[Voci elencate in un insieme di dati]
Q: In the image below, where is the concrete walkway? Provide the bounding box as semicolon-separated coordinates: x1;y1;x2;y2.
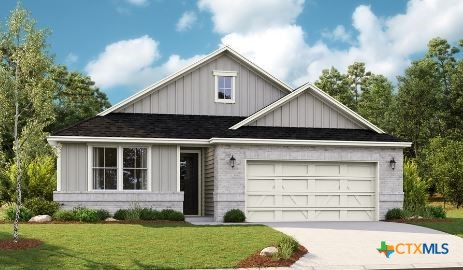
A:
266;222;463;269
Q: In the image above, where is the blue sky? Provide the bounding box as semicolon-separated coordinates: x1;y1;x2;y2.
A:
0;0;463;103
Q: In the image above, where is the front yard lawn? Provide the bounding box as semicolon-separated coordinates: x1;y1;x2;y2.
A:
408;203;463;237
0;224;282;269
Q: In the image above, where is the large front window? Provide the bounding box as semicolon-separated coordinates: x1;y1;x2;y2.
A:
89;147;149;190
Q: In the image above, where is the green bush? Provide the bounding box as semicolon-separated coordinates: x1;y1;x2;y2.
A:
113;209;129;220
277;235;299;259
403;160;428;212
96;209;111;220
5;206;34;221
140;208;161;220
24;197;59;216
223;209;246;222
74;208;100;222
427;206;447;218
161;209;185;221
53;210;77;221
386;208;405;220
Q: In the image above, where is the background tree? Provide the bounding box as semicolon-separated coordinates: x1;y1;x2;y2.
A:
48;66;111;131
0;5;54;242
357;75;395;133
315;67;355;109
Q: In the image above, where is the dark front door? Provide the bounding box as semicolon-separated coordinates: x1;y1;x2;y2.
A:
180;153;199;215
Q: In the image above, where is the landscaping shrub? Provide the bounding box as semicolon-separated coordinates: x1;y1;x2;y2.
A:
427;206;447;218
386;208;405;220
53;210;77;221
24;197;59;216
403;160;428;212
277;235;299;259
96;209;111;220
223;209;246;222
161;209;185;221
74;208;100;222
113;209;129;220
140;208;161;220
5;206;34;221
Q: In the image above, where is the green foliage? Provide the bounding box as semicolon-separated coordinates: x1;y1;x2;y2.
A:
427;206;447;218
140;208;162;220
48;65;111;131
53;210;77;221
277;235;299;259
161;209;185;221
315;67;356;109
113;209;129;220
423;137;463;208
24;197;59;216
5;206;34;222
74;207;101;222
223;209;246;222
386;208;406;220
403;160;428;212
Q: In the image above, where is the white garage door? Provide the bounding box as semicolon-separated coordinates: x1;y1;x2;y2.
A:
246;161;377;222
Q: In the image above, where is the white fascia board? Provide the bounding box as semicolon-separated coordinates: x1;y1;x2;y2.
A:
210;138;412;148
47;136;209;145
98;46;292;116
230;83;385;133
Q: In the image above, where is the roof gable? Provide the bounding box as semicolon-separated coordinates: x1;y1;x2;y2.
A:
98;46;292;116
230;83;384;133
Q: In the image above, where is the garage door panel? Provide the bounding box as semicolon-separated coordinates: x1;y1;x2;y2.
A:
246;179;275;192
246;161;376;222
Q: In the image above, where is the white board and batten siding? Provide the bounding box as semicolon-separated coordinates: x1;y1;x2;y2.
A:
246;161;377;222
116;54;287;116
248;93;364;129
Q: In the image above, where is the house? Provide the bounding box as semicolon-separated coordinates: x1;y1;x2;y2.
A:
48;47;410;222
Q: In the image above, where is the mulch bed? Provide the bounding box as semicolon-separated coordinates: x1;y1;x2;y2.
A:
235;245;308;268
0;238;43;250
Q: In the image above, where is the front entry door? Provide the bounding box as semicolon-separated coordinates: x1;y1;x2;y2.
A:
180;153;199;215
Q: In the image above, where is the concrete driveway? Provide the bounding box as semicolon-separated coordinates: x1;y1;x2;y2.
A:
266;222;463;269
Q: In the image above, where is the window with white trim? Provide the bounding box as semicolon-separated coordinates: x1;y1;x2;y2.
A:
92;147;117;190
89;146;150;191
213;71;237;103
122;148;148;190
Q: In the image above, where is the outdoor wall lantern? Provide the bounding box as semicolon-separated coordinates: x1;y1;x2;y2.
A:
230;155;236;168
389;158;396;170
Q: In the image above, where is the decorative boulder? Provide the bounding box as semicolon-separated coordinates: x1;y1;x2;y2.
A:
29;215;51;223
260;247;278;257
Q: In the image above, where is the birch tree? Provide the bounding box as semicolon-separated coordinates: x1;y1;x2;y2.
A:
0;5;54;242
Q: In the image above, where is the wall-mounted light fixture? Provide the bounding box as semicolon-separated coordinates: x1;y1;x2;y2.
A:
389;158;397;170
230;155;236;168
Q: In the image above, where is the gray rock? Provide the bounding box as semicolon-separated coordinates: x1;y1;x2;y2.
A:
260;247;278;257
29;215;51;223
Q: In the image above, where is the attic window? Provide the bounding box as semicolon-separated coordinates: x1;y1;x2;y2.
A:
213;70;238;103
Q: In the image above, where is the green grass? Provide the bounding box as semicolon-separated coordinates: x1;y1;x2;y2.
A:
0;224;282;269
409;202;463;237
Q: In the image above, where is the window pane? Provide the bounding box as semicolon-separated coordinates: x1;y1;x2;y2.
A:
105;169;117;189
105;148;117;168
135;148;147;168
123;169;147;190
93;169;104;189
123;148;135;168
93;147;104;167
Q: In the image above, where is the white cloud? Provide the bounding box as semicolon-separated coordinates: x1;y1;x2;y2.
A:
206;0;463;85
176;11;197;31
198;0;304;34
64;52;79;65
127;0;149;6
85;35;203;89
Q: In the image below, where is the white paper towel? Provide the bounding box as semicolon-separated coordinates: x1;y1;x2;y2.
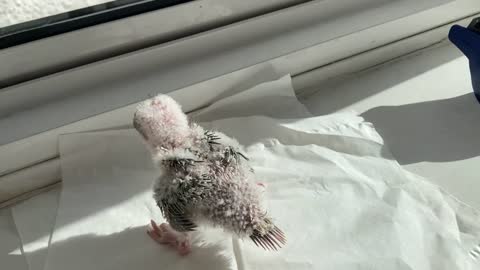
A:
11;188;60;270
11;72;480;270
12;70;309;270
207;117;480;270
0;208;28;270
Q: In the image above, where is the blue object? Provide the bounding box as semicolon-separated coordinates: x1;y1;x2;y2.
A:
448;18;480;102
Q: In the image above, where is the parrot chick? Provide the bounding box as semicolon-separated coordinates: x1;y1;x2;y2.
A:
133;95;286;255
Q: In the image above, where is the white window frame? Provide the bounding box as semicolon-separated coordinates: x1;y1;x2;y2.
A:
0;0;480;205
0;0;312;88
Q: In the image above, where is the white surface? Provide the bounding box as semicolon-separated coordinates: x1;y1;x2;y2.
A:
4;62;479;270
11;189;60;270
46;87;480;270
305;45;480;208
0;0;111;27
43;76;307;270
0;209;28;270
216;116;480;270
0;0;306;87
0;0;448;144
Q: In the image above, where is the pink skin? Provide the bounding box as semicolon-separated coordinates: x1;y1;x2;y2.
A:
147;220;191;256
147;183;266;256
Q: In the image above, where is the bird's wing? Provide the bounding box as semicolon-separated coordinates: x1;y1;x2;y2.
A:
157;168;212;232
158;200;197;232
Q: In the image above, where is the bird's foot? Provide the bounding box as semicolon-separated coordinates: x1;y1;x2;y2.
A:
257;182;267;194
147;220;191;256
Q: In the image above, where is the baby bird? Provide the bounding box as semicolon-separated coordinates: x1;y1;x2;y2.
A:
133;95;286;255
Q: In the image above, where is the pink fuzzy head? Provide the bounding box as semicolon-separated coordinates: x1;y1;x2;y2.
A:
133;95;191;150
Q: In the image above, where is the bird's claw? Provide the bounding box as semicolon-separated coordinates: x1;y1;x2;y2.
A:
147;220;191;256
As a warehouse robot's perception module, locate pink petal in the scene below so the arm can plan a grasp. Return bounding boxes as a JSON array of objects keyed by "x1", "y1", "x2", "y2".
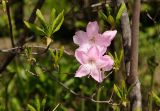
[
  {"x1": 77, "y1": 43, "x2": 91, "y2": 53},
  {"x1": 87, "y1": 46, "x2": 100, "y2": 59},
  {"x1": 75, "y1": 49, "x2": 88, "y2": 64},
  {"x1": 75, "y1": 65, "x2": 90, "y2": 77},
  {"x1": 97, "y1": 45, "x2": 107, "y2": 56},
  {"x1": 73, "y1": 31, "x2": 88, "y2": 45},
  {"x1": 103, "y1": 55, "x2": 114, "y2": 71},
  {"x1": 102, "y1": 30, "x2": 117, "y2": 47},
  {"x1": 86, "y1": 21, "x2": 99, "y2": 38},
  {"x1": 90, "y1": 68, "x2": 103, "y2": 82}
]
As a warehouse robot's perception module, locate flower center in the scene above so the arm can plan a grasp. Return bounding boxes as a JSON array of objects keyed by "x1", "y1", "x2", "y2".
[
  {"x1": 90, "y1": 37, "x2": 96, "y2": 43},
  {"x1": 88, "y1": 58, "x2": 95, "y2": 64}
]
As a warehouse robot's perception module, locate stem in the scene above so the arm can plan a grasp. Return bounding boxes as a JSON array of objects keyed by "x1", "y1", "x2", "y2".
[
  {"x1": 96, "y1": 88, "x2": 101, "y2": 111},
  {"x1": 6, "y1": 0, "x2": 14, "y2": 47},
  {"x1": 127, "y1": 0, "x2": 142, "y2": 111}
]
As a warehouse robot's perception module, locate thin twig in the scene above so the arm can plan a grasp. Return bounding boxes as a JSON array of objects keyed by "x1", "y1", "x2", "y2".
[
  {"x1": 0, "y1": 0, "x2": 45, "y2": 73},
  {"x1": 6, "y1": 0, "x2": 14, "y2": 47}
]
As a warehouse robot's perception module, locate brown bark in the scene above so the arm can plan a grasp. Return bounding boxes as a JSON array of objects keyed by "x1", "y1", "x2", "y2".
[
  {"x1": 127, "y1": 0, "x2": 142, "y2": 111},
  {"x1": 117, "y1": 0, "x2": 141, "y2": 111}
]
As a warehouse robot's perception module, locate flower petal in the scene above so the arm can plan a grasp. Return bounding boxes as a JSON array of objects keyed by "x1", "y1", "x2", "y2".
[
  {"x1": 77, "y1": 43, "x2": 92, "y2": 53},
  {"x1": 75, "y1": 65, "x2": 90, "y2": 77},
  {"x1": 103, "y1": 55, "x2": 114, "y2": 71},
  {"x1": 86, "y1": 21, "x2": 99, "y2": 38},
  {"x1": 75, "y1": 49, "x2": 88, "y2": 64},
  {"x1": 73, "y1": 31, "x2": 88, "y2": 45},
  {"x1": 102, "y1": 30, "x2": 117, "y2": 47},
  {"x1": 87, "y1": 46, "x2": 100, "y2": 59},
  {"x1": 90, "y1": 68, "x2": 104, "y2": 82}
]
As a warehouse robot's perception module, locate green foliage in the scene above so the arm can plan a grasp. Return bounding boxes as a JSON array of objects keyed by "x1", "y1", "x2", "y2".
[
  {"x1": 24, "y1": 21, "x2": 45, "y2": 36},
  {"x1": 113, "y1": 80, "x2": 129, "y2": 107},
  {"x1": 116, "y1": 2, "x2": 126, "y2": 24},
  {"x1": 109, "y1": 50, "x2": 124, "y2": 71},
  {"x1": 50, "y1": 47, "x2": 64, "y2": 69},
  {"x1": 27, "y1": 104, "x2": 36, "y2": 111},
  {"x1": 24, "y1": 9, "x2": 64, "y2": 40},
  {"x1": 2, "y1": 0, "x2": 6, "y2": 12},
  {"x1": 98, "y1": 2, "x2": 126, "y2": 29},
  {"x1": 49, "y1": 11, "x2": 64, "y2": 33}
]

_Consegna:_ Restituisci come lista JSON di stringhe, una per riga e senza le righe vuote, le righe che partono da quella contenente "Q: In the image above, where is the green grass?" e arrivano fino a quella contenente "409;202;463;237", entrambe incluse.

_Risposta al compito:_
[
  "Q: In the image above, where is the green grass? Provide the bounding box as semicolon-separated coordinates: x1;y1;x2;y2.",
  "A:",
  "0;224;282;269",
  "409;202;463;237"
]